Stored data:
···

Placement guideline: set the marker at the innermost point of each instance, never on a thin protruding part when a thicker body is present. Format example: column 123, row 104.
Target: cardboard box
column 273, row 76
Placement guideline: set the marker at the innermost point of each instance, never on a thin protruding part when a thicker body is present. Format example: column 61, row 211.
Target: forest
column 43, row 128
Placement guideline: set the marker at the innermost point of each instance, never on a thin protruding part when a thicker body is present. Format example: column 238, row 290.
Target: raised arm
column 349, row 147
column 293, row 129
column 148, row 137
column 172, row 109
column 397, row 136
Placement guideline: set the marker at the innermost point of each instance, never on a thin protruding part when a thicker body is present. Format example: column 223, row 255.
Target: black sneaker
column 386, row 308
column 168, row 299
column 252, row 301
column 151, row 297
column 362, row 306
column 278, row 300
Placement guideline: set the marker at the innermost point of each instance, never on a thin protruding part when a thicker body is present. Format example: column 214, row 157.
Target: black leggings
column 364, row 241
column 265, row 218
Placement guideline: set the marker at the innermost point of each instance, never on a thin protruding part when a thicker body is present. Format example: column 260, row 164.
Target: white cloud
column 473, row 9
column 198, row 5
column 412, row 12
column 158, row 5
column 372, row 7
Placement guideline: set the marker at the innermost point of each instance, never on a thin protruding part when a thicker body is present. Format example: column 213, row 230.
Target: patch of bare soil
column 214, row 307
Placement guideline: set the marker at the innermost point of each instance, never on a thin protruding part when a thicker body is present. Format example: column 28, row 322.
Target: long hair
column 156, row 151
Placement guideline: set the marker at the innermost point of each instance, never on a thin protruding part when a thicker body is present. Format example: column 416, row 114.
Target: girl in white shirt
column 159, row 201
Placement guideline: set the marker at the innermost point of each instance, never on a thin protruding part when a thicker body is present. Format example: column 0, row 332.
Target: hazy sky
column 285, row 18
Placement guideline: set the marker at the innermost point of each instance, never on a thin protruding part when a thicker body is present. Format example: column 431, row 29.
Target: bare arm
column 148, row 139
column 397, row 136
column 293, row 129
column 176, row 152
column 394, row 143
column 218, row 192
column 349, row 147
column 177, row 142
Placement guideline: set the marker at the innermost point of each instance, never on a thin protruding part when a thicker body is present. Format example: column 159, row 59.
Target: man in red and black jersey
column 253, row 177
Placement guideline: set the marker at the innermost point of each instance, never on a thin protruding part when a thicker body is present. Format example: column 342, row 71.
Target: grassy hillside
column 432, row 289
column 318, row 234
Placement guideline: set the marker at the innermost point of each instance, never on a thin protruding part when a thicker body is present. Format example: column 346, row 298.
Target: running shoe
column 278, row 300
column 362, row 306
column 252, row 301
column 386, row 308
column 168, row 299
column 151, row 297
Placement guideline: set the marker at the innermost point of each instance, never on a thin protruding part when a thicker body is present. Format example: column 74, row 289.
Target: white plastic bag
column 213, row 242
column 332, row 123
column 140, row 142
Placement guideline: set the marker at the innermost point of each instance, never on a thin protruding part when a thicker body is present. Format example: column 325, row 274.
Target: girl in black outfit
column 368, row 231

···

** What the exercise asks **
Write out all the items again, substituting "pin" for "marker" wherever it appears and leaving every other word unchanged.

** Complete answer **
Placement guideline: set the pin at the innermost point of each instance, never on a thin protruding part when a thicker body is present. Format example: column 123, row 104.
Target: cardboard box
column 273, row 76
Placement guideline: set the pin at the innermost point of each instance, never on a thin protruding part when a thicker body is present. Format example: column 61, row 211.
Target: forest
column 43, row 128
Placement guideline: set the pin at the innermost point of each instance, never on a thin protruding part when a thicker body is present. Format example: column 238, row 290.
Target: raised arm
column 349, row 147
column 293, row 129
column 148, row 137
column 172, row 109
column 397, row 136
Placement guideline: set the pin at the innermost point of each instance, never on a thin protruding part when a thicker body is present. Format example: column 223, row 255.
Target: black sneaker
column 386, row 308
column 168, row 299
column 252, row 301
column 151, row 297
column 362, row 306
column 278, row 300
Placement guideline: set the pin at the innermost point of each instance, never on a thin protruding part when a thicker body is present. Format example: column 214, row 157.
Target: black leggings
column 364, row 241
column 265, row 218
Placement guideline: set the pin at the innermost point of each instance, never on a thin protruding part when a thicker body is present. Format example: column 260, row 164.
Target: white cloud
column 473, row 9
column 198, row 5
column 412, row 12
column 158, row 5
column 372, row 7
Placement guideline: set the pin at the innermost point of each instance, never on a thin protruding part when a thicker body is present. Format example: column 213, row 230.
Target: patch of bare soil
column 214, row 307
Placement guideline: set the pin at the innermost point of each instance, never on a thin protruding part when a thicker body is present. Format example: column 28, row 322.
Target: long hair
column 156, row 151
Placement guideline: set the pin at the innermost point of each instance, never on a thin protruding part when a thicker body is present. Format example: column 416, row 114.
Target: girl in white shirt
column 159, row 201
Placement guideline: set the pin at the innermost point of each instance, never on a thin protruding part when a thicker body is present. Format example: column 0, row 332.
Target: hazy sky
column 285, row 18
Placement guideline: set the pin at the innermost point of each instance, never on a thin protruding part when a thicker body is present. Format example: column 431, row 29.
Target: bare arm
column 148, row 139
column 397, row 136
column 293, row 129
column 176, row 152
column 394, row 143
column 218, row 192
column 349, row 147
column 177, row 142
Placement guideline: set the pin at the innermost point of each instance, never on a thin protruding part when a thicker body is present. Format example: column 159, row 59.
Target: man in red and black jersey
column 253, row 177
Placement guideline: set the pin at the innermost point of each instance, never on a thin protruding part when a thicker body is present. Format example: column 342, row 71.
Target: grassy hillside
column 432, row 289
column 318, row 234
Placement guideline: set the pin at the innermost point of each instance, never on a thin protruding part when a thicker body is present. Format example: column 346, row 298.
Target: running shoe
column 278, row 300
column 362, row 306
column 252, row 301
column 386, row 308
column 168, row 299
column 151, row 297
Placement guideline: set the pin at the innermost point of each instance, never on a thin protruding part when a thicker body is present. Format example: column 74, row 289.
Target: white plastic bag
column 213, row 242
column 332, row 123
column 140, row 142
Placement guideline: set the pin at the innermost point of each instance, never on a thin protruding part when a thicker body is present. Format example: column 325, row 274.
Target: girl in black outfit
column 368, row 231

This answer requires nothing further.